■ **WRITTEN INSTRUCTION**
Present the stretch of the listing from the line containing "target: headlight" through the line containing "596 231 L 600" as a two-column CSV with the header request,response, one row per request. Put the request text and its response each in a single quoted field, with line breaks replaced by spaces.
----------
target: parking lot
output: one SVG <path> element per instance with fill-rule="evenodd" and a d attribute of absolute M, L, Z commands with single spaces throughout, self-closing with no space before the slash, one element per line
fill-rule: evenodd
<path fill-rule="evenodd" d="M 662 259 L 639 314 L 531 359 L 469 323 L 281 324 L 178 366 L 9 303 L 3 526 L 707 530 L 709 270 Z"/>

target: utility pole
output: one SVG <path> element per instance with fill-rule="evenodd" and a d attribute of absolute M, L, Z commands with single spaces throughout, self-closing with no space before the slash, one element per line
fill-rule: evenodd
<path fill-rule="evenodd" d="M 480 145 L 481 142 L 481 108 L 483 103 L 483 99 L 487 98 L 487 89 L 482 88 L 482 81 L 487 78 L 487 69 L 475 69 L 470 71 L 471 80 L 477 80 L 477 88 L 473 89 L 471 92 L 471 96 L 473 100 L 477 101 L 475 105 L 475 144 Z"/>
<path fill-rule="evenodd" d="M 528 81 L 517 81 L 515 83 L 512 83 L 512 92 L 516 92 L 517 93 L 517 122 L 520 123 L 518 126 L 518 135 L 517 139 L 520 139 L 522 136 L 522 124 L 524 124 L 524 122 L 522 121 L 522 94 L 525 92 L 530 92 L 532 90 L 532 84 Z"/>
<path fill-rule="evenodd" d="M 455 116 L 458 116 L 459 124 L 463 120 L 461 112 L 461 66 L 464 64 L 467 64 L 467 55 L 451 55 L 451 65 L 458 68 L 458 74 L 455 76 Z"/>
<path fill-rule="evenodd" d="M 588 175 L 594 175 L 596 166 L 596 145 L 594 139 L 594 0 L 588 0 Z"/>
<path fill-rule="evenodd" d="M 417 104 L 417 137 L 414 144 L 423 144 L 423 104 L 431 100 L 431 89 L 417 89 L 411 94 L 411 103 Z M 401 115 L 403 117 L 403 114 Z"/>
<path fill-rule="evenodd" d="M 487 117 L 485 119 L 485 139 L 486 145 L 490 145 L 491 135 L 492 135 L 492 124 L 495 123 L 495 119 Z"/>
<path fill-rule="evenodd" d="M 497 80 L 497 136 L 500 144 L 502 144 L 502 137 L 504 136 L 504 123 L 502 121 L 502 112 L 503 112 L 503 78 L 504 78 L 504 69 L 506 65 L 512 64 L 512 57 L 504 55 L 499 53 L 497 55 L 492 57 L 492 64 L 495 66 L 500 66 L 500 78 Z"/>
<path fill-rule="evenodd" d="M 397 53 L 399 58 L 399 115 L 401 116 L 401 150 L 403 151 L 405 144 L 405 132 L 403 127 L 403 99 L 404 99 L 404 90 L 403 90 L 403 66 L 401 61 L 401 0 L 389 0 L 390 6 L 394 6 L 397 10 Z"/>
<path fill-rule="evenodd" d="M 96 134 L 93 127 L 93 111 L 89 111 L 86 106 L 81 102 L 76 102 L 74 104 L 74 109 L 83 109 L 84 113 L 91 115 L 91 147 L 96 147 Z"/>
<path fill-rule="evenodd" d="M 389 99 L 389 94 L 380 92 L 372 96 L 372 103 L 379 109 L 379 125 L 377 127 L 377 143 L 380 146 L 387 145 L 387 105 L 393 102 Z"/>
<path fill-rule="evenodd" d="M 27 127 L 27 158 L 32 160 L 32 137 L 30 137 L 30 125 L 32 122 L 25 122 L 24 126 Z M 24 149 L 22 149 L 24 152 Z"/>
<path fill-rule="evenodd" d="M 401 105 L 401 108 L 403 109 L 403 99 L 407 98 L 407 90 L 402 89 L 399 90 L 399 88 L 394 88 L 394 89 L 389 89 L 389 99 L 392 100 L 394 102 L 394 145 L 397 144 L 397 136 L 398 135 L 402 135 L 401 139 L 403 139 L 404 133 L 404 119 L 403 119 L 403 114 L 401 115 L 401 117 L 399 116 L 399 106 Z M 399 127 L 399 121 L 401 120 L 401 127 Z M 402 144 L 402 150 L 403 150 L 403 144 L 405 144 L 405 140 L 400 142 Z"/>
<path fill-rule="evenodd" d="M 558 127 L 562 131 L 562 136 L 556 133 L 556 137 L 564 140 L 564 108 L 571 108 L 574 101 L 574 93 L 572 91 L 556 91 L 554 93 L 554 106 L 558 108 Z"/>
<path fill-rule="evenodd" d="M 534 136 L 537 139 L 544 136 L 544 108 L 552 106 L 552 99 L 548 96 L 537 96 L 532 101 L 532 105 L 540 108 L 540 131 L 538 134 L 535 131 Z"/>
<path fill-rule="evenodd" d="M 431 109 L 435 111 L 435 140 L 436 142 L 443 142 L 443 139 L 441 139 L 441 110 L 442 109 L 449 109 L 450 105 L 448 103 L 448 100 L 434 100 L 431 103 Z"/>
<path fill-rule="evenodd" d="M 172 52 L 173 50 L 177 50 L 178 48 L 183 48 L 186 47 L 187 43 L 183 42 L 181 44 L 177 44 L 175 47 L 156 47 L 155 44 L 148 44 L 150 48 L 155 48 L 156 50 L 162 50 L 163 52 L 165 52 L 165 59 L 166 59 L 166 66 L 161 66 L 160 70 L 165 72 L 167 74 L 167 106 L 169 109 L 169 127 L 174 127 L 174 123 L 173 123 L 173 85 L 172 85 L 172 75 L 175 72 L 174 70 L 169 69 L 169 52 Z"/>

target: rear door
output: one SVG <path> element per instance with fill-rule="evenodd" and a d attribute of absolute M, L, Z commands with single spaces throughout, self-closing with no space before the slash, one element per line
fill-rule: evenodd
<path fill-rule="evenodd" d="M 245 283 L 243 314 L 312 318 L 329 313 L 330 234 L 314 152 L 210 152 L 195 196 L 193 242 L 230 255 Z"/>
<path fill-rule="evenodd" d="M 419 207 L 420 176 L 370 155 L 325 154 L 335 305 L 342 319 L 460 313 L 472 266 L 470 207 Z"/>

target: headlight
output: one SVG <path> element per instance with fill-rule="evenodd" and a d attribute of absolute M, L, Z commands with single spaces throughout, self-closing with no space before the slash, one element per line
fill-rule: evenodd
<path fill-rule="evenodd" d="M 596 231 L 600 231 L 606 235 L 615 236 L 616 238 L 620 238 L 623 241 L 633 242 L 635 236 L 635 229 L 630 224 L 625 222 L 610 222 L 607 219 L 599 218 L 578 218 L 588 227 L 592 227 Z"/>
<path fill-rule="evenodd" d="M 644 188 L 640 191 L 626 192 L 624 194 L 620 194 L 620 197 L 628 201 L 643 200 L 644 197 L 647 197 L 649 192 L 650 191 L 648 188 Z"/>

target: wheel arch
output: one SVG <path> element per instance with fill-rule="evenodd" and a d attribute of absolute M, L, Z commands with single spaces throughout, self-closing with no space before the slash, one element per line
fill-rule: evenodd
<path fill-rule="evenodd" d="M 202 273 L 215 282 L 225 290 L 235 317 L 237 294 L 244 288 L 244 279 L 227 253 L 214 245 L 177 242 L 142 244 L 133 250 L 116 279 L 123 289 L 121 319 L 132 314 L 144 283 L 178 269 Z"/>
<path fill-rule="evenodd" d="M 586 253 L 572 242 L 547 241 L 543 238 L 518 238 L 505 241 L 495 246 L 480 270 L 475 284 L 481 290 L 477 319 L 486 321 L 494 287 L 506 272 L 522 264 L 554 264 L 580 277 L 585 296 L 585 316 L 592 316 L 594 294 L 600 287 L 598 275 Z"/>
----------
■ **RESPONSE TO THIS TASK**
request,response
"target: headlight output: one SVG <path> element per instance with fill-rule=""evenodd"" and a d attribute of absolute M, L, Z commands with single spaces throughout, self-closing with no space before the slash, one element per line fill-rule: evenodd","<path fill-rule=""evenodd"" d=""M 596 231 L 600 231 L 606 235 L 615 236 L 616 238 L 620 238 L 623 241 L 633 242 L 635 236 L 635 229 L 630 224 L 625 222 L 610 222 L 607 219 L 599 218 L 578 218 L 588 227 L 592 227 Z""/>"